WRITTEN EXERCISE
Lay out every line of the listing below as a numbered list, omitting blank lines.

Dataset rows
_____

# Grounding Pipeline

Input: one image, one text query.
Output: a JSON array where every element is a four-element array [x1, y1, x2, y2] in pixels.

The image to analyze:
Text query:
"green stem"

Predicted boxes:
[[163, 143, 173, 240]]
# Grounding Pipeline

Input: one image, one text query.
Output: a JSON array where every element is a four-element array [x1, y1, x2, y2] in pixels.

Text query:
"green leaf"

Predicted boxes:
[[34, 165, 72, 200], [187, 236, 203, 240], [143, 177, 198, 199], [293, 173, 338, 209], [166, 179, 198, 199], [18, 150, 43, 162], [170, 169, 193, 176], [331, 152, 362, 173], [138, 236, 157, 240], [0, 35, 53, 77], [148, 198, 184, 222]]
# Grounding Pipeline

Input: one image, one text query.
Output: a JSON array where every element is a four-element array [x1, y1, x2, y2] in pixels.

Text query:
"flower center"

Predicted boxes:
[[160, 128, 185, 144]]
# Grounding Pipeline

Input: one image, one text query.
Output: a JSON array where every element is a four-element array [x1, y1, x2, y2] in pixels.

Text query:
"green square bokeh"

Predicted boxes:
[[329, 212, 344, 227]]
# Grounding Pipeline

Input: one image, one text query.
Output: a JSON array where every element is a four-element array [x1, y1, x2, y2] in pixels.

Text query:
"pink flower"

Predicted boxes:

_____

PROBLEM SOLUTION
1. # Grounding Pipeline
2. Input: one image, one text query.
3. Output: a JSON array where every element is a four-element array [x1, y1, x2, y2] in pixels.
4. The image to analyze:
5. Text query:
6. "green stem"
7. Predicted boxes:
8. [[163, 143, 173, 240]]
9. # Grounding Pipeline
10. Input: one image, one text query.
11. Output: a JSON array where every element is a four-element array [x1, y1, x2, y2] in pixels.
12. Text query:
13. "green leaf"
14. Predicted boxes:
15. [[34, 165, 72, 200], [187, 236, 203, 240], [143, 177, 198, 199], [293, 173, 338, 209], [166, 179, 198, 199], [18, 150, 43, 162], [170, 169, 193, 176], [331, 152, 362, 173], [138, 236, 157, 240], [0, 35, 53, 77], [148, 198, 184, 222]]
16. # Grounding Pipeline
17. Input: one image, one text query.
18. Output: a JSON array where every element is a four-element array [x1, y1, x2, y2] in pixels.
19. Text query:
20. "flower center"
21. Predicted boxes:
22. [[160, 128, 185, 144]]
23. # Grounding Pipeline
24. Input: one image, one text query.
25. Output: a JSON array where every element is a four-element array [x1, y1, x2, y2] in pixels.
26. Text query:
27. "green square bokeh"
28. Predicted boxes:
29. [[329, 212, 344, 227]]
30. # Grounding Pipeline
31. Input: one image, one text query.
32. Output: a JSON array where every element is a four-element array [x1, y1, x2, y2] in pixels.
33. Text query:
34. "pink flower"
35. Predicted boxes:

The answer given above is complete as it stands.